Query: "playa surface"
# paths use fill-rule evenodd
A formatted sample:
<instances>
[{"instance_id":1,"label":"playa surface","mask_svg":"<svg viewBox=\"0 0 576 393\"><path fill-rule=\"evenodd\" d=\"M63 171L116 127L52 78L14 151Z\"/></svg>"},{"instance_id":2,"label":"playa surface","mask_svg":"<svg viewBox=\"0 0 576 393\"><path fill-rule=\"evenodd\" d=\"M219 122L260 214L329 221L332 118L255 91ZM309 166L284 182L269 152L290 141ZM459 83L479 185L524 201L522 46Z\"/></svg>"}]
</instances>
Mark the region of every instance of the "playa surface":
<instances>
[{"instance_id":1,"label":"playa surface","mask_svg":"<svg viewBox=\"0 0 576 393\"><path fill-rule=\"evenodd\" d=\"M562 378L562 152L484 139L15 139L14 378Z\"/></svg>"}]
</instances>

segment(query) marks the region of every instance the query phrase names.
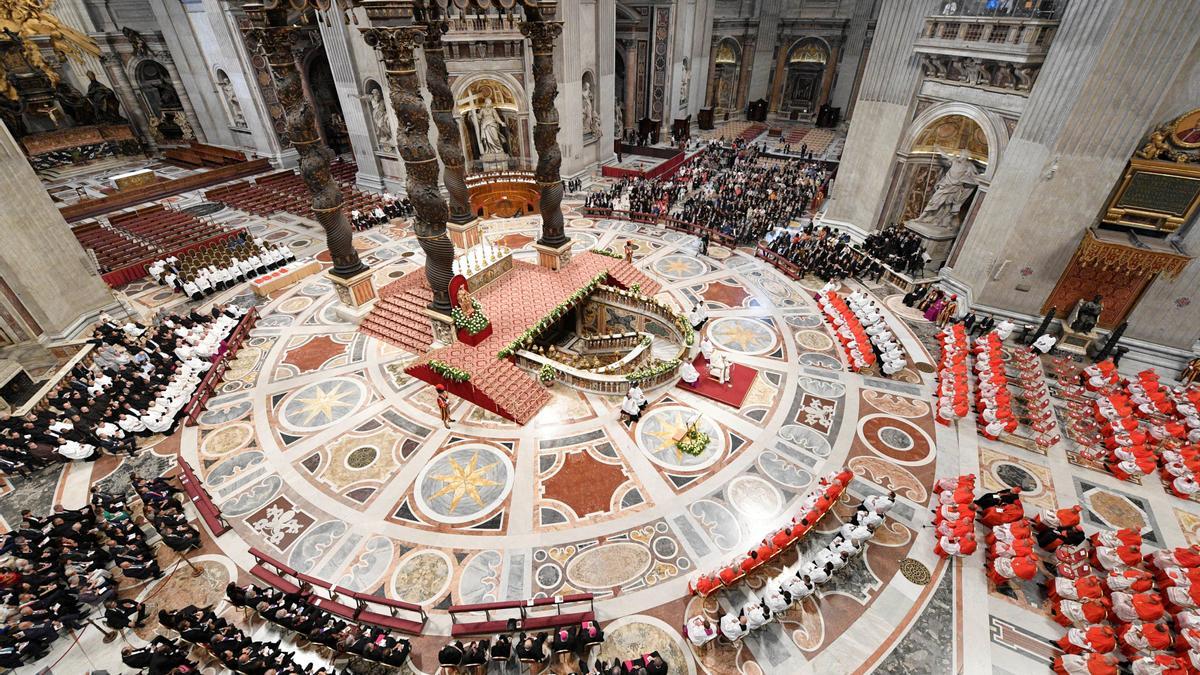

What you have to do.
Where an image appears in the data, skip it, and return the rest verbatim.

Exercise result.
Query: "playa surface"
# paths use fill-rule evenodd
A formatted sample:
<instances>
[{"instance_id":1,"label":"playa surface","mask_svg":"<svg viewBox=\"0 0 576 393\"><path fill-rule=\"evenodd\" d=\"M63 171L116 127L52 78L14 151Z\"/></svg>"},{"instance_id":2,"label":"playa surface","mask_svg":"<svg viewBox=\"0 0 576 393\"><path fill-rule=\"evenodd\" d=\"M219 122L260 214L329 221L332 118L255 91ZM309 166L284 182L269 152L290 141ZM459 83L479 185L524 201L522 46Z\"/></svg>"}]
</instances>
Mark the region of every instance of the "playa surface":
<instances>
[{"instance_id":1,"label":"playa surface","mask_svg":"<svg viewBox=\"0 0 576 393\"><path fill-rule=\"evenodd\" d=\"M562 378L562 152L484 139L15 139L14 378Z\"/></svg>"}]
</instances>

segment(query) marks the region of every instance the query phrase names.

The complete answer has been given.